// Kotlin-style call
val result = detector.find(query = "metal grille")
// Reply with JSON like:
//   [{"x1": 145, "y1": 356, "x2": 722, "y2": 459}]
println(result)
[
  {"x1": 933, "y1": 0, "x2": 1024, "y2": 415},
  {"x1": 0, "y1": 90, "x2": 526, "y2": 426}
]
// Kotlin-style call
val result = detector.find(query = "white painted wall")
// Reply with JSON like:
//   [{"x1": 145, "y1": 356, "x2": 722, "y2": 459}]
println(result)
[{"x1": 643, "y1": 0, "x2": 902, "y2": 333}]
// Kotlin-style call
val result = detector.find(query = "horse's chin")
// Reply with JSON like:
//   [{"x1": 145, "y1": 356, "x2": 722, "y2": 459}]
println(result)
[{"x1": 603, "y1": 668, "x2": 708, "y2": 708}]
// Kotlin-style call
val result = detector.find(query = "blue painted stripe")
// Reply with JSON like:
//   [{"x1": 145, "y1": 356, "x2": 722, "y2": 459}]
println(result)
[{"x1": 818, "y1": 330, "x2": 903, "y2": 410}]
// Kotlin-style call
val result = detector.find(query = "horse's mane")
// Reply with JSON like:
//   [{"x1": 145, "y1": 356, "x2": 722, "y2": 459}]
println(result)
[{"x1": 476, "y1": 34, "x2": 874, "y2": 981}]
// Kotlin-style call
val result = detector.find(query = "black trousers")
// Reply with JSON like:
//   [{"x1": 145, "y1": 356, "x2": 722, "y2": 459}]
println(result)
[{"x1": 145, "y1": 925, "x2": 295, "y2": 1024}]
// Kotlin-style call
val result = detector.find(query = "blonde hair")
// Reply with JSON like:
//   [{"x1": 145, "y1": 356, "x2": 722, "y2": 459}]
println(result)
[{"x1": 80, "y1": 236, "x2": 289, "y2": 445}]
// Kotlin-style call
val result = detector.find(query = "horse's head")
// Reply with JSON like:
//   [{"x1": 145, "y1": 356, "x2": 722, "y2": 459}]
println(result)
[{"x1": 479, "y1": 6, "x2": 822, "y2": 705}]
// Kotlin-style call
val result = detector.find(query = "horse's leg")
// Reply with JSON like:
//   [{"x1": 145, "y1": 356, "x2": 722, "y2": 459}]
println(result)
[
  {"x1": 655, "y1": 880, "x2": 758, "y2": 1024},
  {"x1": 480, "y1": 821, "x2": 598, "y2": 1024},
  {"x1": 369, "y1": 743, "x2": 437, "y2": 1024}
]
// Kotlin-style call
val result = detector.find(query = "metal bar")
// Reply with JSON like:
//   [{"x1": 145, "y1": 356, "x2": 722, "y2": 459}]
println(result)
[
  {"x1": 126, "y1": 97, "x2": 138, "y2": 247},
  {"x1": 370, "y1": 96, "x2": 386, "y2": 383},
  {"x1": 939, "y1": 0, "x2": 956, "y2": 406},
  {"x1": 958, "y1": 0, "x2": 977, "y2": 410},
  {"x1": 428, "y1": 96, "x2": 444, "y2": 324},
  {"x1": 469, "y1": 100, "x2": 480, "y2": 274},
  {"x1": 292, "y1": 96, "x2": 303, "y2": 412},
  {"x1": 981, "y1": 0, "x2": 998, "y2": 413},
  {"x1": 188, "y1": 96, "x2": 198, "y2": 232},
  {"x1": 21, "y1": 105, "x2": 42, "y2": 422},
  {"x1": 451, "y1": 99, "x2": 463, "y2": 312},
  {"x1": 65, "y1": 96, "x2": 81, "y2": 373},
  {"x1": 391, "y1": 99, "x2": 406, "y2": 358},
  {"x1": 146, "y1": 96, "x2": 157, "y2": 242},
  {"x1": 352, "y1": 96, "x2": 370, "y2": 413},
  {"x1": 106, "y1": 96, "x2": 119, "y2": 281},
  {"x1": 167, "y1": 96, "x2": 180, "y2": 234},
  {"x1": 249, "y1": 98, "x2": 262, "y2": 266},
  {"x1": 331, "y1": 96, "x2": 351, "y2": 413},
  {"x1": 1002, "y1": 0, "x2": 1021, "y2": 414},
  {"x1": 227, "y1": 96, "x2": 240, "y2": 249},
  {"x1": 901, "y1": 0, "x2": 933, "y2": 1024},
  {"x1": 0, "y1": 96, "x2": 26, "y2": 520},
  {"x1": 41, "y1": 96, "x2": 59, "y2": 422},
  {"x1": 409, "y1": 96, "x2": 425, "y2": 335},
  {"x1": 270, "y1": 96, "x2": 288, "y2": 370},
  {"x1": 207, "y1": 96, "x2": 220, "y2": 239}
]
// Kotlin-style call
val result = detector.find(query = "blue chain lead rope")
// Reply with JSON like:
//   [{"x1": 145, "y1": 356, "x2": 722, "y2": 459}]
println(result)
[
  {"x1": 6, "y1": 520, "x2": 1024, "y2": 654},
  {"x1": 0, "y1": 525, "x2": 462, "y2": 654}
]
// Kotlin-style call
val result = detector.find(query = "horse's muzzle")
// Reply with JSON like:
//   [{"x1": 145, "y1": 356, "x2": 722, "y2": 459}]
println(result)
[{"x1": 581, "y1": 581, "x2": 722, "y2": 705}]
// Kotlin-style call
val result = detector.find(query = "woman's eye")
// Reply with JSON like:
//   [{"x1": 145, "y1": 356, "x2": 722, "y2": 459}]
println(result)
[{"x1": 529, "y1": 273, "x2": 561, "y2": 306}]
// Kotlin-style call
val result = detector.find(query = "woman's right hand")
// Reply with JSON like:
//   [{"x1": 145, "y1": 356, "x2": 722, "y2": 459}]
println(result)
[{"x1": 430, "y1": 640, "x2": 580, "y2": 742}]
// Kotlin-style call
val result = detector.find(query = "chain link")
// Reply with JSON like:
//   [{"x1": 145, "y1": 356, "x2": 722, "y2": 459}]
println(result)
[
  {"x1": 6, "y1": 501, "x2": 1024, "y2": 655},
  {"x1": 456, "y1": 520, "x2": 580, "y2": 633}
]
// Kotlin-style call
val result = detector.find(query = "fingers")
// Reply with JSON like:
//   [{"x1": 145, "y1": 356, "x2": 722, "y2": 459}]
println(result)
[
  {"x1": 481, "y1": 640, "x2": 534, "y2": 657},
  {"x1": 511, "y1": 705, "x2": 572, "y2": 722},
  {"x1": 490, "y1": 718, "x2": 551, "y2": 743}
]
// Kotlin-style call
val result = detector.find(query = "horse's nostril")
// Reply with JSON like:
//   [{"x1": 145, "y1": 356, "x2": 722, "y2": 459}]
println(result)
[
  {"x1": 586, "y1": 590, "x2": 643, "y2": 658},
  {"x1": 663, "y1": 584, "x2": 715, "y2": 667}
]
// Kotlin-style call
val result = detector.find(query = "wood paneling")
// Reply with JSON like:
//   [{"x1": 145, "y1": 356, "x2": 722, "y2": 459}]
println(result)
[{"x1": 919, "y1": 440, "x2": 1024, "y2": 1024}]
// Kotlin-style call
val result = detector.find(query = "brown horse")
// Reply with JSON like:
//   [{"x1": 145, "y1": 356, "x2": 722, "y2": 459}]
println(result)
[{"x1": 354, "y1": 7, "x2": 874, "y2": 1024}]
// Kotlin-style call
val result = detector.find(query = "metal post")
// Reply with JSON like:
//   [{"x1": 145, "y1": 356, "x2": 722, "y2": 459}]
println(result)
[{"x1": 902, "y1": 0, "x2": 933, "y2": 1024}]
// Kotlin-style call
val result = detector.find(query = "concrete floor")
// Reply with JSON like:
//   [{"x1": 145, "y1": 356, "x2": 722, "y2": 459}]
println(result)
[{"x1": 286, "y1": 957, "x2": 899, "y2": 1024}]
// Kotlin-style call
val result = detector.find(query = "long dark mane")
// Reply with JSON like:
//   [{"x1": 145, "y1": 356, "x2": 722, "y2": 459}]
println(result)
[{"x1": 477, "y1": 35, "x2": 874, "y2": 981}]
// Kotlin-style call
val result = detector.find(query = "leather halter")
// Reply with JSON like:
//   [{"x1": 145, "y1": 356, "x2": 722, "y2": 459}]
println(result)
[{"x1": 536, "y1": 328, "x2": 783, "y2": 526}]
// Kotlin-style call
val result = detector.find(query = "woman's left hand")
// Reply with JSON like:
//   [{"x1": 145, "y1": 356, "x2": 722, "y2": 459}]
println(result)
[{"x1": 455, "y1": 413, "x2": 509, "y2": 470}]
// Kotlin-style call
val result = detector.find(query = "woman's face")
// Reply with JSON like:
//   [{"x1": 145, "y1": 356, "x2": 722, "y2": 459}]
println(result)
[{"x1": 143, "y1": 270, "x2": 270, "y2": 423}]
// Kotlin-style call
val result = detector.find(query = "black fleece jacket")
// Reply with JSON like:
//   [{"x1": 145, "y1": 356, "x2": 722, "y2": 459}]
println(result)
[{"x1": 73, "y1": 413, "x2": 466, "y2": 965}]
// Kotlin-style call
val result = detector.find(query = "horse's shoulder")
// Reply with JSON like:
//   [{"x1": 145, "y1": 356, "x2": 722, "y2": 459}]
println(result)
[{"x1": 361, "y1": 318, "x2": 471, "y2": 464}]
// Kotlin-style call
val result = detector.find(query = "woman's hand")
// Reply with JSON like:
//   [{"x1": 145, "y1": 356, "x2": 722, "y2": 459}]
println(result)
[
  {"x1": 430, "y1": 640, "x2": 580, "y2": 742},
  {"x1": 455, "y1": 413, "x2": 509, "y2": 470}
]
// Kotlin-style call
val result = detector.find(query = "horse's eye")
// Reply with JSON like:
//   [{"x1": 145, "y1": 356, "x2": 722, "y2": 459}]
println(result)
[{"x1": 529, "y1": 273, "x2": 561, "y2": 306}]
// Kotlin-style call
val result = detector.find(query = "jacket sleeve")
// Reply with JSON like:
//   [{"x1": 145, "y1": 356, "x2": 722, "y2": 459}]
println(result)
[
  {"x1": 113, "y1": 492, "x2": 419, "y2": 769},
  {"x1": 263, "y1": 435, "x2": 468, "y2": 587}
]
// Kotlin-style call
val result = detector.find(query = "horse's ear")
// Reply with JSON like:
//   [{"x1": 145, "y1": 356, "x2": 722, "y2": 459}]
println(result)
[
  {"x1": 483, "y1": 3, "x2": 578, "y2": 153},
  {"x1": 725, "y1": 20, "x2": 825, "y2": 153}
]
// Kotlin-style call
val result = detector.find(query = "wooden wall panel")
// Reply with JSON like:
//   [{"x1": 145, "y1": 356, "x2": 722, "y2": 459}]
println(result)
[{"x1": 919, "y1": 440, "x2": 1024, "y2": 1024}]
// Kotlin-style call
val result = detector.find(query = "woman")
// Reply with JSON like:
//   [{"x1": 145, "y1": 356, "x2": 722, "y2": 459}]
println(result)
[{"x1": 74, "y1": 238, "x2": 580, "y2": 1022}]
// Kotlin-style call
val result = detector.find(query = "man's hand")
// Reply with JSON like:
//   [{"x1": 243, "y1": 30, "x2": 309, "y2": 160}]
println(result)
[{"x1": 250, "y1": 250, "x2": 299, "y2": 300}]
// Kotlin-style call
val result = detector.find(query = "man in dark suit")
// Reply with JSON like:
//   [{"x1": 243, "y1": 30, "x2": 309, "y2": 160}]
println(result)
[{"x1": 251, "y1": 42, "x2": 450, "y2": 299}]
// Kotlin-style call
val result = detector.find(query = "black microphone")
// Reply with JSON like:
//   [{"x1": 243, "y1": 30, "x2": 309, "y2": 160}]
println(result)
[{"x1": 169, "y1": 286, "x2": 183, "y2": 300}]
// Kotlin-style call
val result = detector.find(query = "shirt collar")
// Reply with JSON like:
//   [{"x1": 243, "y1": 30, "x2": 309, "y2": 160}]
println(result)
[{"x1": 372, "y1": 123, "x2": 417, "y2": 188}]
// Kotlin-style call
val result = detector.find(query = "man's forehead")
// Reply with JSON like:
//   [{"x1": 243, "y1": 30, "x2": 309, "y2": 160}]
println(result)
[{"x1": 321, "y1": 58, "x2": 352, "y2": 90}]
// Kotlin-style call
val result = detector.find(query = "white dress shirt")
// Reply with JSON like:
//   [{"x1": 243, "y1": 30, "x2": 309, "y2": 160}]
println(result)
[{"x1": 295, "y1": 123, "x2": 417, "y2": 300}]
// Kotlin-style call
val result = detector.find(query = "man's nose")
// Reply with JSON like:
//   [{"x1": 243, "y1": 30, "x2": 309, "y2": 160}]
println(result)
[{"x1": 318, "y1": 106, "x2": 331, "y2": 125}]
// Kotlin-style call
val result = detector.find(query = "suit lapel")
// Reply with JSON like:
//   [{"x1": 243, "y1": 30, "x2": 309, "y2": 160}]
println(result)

YOUR GOAL » Please locate every line above that contains the word "wall" and copy each one. Case counts.

EXERCISE SOLUTION »
val result = detector.find(query = "white painted wall")
val result = detector.find(query = "wooden wall panel")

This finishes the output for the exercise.